Data records
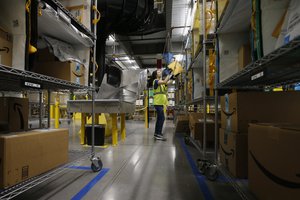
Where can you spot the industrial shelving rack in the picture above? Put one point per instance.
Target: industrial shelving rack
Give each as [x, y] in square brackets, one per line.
[278, 68]
[21, 80]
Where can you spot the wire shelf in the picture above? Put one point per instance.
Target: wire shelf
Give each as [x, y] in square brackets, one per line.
[13, 80]
[281, 67]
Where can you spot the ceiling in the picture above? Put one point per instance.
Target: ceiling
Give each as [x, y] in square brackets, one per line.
[143, 51]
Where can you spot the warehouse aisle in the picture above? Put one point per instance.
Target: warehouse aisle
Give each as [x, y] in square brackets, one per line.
[139, 168]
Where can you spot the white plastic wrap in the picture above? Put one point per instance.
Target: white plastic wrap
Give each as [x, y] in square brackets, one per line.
[63, 51]
[57, 25]
[237, 17]
[142, 82]
[83, 15]
[12, 19]
[229, 45]
[293, 26]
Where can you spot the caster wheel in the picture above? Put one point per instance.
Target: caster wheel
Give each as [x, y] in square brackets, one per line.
[187, 140]
[201, 165]
[97, 168]
[212, 173]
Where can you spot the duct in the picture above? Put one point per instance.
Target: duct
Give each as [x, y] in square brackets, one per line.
[131, 81]
[61, 27]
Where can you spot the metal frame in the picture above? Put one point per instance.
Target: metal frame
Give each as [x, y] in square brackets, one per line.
[18, 189]
[57, 5]
[16, 75]
[281, 64]
[13, 81]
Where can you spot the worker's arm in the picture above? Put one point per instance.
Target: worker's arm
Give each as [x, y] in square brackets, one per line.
[165, 81]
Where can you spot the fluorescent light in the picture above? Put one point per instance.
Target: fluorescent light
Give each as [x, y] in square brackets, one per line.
[179, 57]
[111, 38]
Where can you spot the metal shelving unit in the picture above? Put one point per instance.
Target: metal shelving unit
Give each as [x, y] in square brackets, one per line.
[197, 61]
[20, 80]
[281, 67]
[200, 100]
[15, 80]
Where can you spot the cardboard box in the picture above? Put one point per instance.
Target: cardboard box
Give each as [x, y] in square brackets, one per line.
[196, 127]
[222, 5]
[6, 44]
[234, 153]
[240, 109]
[182, 124]
[43, 55]
[274, 163]
[13, 114]
[244, 56]
[25, 155]
[69, 71]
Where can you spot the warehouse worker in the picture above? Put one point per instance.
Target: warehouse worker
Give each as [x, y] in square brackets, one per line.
[160, 100]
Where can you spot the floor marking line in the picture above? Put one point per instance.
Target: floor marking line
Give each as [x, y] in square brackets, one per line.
[90, 185]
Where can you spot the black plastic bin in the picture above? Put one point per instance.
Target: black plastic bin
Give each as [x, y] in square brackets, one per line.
[99, 134]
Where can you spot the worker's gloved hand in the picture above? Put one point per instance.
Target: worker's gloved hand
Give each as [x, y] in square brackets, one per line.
[166, 72]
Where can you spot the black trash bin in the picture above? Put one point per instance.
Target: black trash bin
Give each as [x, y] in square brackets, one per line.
[99, 134]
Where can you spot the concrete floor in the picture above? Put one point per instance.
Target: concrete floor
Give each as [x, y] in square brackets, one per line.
[138, 169]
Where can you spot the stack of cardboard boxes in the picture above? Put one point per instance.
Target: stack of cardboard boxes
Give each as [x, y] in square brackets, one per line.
[240, 109]
[274, 164]
[13, 114]
[196, 128]
[28, 154]
[25, 154]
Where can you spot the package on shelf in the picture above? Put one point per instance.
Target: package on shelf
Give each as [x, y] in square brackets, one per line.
[69, 71]
[229, 52]
[80, 9]
[222, 4]
[210, 17]
[28, 154]
[293, 21]
[234, 152]
[241, 108]
[272, 12]
[6, 45]
[13, 21]
[244, 56]
[196, 127]
[13, 114]
[273, 164]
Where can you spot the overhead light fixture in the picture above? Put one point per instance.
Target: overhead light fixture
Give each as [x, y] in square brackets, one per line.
[111, 38]
[179, 57]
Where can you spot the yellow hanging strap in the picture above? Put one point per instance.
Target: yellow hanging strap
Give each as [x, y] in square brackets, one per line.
[253, 19]
[31, 48]
[27, 6]
[212, 12]
[95, 21]
[212, 71]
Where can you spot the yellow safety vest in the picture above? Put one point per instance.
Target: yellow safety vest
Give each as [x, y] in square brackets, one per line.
[160, 95]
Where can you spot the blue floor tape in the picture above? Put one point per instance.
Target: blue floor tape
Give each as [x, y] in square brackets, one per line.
[90, 185]
[200, 178]
[80, 167]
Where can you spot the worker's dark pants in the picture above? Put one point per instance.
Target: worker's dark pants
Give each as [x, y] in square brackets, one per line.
[160, 119]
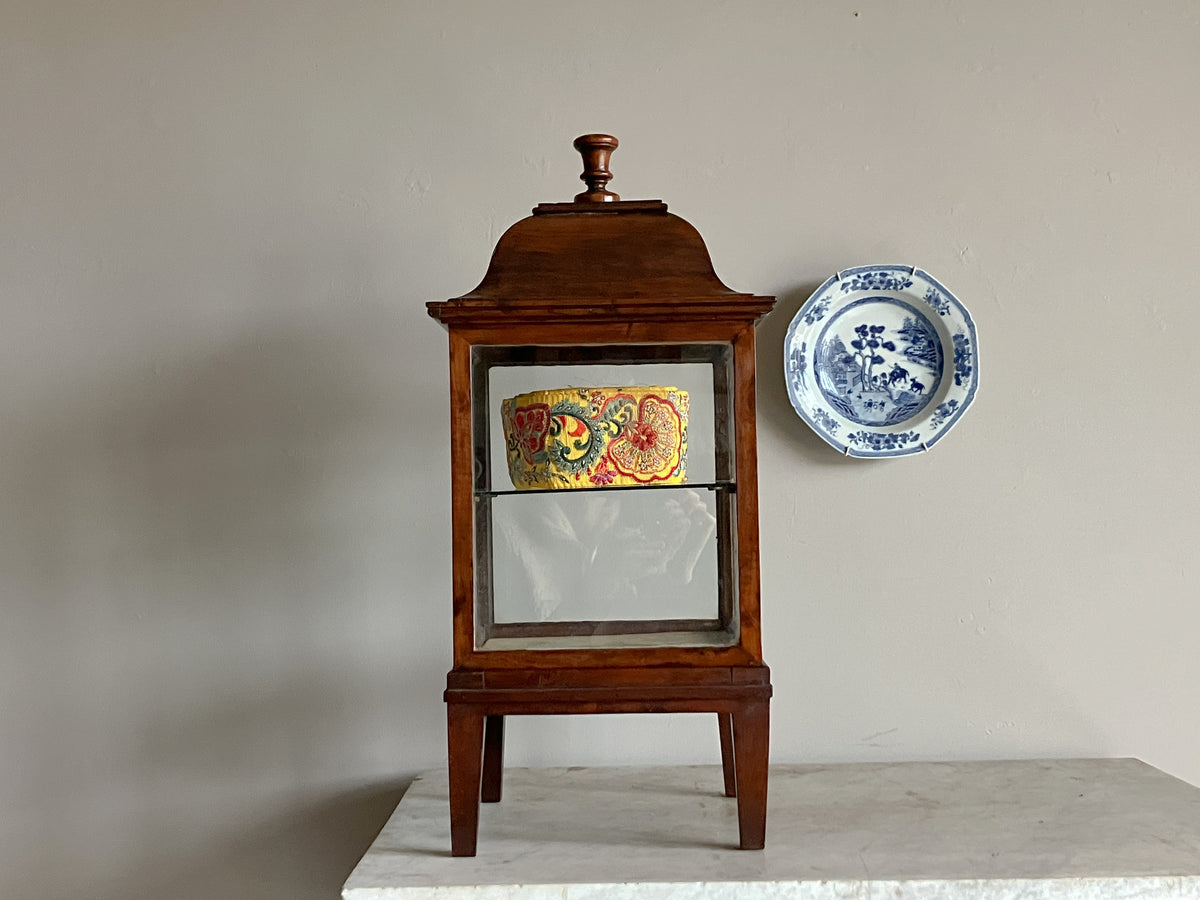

### Problem to solve:
Could you work out how many lines above contain the string "strap"? Answer with the number only.

### Finished task:
2